What you are asked to do:
Rewrite every line from the one containing "Mark a point on each instance of the green zucchini" through the end of the entries. Scale each coordinate value by 2.2 and round it to a whole number, rounding halves up, and keep all other text unchanged.

(Image point annotation entries)
---

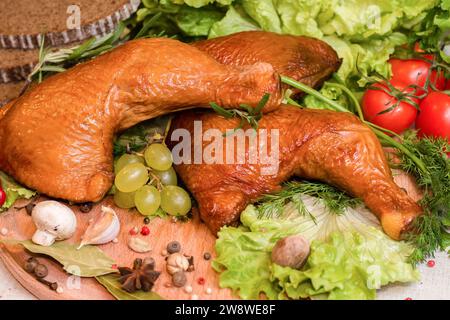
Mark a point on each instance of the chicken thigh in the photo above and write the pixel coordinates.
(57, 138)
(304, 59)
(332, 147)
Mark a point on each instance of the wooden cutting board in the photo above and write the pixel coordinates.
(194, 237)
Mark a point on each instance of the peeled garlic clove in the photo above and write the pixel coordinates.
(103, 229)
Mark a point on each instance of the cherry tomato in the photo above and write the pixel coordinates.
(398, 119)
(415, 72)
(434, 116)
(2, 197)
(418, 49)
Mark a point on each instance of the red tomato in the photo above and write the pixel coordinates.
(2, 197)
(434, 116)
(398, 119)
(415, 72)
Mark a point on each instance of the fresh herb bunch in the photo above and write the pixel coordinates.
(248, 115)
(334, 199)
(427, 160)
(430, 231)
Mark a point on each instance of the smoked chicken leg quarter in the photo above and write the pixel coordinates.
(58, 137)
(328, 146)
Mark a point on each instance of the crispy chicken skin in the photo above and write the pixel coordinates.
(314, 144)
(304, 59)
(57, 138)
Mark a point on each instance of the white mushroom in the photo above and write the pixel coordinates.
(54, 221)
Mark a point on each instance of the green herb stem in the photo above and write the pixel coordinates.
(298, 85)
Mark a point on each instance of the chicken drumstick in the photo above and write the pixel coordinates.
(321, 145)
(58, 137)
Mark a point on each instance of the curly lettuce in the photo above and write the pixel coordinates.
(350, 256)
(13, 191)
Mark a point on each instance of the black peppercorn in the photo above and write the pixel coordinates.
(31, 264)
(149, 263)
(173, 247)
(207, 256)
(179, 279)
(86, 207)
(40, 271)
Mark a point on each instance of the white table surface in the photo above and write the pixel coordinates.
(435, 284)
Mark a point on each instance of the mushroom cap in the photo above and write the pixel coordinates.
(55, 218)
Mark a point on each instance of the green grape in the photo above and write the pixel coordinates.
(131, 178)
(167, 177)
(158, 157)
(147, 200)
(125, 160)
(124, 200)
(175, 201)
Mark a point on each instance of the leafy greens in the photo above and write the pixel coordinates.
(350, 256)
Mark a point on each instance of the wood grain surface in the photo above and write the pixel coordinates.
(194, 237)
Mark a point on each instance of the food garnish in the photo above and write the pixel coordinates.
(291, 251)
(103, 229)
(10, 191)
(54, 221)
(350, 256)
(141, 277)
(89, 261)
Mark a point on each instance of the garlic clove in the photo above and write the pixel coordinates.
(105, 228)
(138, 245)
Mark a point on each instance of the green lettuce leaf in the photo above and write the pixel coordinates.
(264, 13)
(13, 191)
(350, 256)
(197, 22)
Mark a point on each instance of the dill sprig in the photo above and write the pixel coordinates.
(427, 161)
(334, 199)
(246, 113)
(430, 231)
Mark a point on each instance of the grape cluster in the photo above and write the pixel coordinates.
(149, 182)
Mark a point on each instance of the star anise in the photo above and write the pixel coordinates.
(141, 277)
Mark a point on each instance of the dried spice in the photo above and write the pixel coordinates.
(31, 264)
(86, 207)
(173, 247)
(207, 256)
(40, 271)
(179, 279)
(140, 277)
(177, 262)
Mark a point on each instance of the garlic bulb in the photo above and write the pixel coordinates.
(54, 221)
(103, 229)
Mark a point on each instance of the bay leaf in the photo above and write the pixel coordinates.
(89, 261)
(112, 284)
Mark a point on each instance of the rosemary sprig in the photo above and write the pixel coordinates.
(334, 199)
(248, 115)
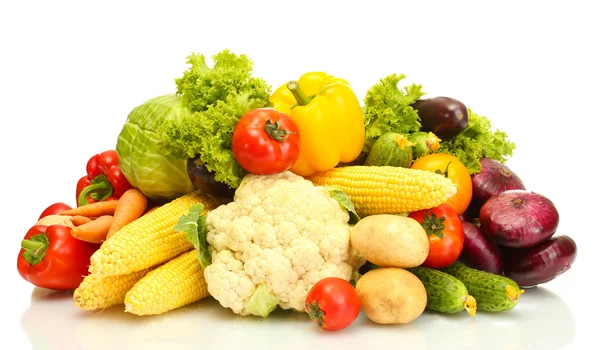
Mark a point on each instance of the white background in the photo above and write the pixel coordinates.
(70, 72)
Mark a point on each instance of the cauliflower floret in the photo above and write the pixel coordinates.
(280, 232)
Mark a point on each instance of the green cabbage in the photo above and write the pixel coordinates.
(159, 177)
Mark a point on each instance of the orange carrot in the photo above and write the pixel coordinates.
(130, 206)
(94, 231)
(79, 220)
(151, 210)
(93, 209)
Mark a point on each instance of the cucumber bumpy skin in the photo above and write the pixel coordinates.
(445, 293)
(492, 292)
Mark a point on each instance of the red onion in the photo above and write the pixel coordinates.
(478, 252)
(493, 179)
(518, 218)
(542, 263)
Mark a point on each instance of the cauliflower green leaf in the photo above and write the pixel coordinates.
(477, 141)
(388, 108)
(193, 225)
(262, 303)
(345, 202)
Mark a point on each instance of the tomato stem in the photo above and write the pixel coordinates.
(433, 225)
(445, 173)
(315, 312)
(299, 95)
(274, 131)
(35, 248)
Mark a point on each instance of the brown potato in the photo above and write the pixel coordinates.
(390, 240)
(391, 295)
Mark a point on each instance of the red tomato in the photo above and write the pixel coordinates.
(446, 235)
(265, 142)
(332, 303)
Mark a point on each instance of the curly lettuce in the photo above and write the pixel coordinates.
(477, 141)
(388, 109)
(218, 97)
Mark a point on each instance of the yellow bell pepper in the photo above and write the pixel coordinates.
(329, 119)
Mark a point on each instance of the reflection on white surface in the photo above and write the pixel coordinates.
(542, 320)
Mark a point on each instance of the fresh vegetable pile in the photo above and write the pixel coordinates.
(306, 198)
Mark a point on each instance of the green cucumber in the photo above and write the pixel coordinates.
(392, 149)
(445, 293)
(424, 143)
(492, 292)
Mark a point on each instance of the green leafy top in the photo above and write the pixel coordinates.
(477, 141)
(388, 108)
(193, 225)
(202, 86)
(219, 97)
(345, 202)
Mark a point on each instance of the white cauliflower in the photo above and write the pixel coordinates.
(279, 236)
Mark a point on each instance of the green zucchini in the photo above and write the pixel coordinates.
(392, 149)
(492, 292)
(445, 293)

---

Task result:
Mark a point on each instance of the green zucchini in the photo above and write the pixel coordinates.
(862, 328)
(1082, 642)
(979, 645)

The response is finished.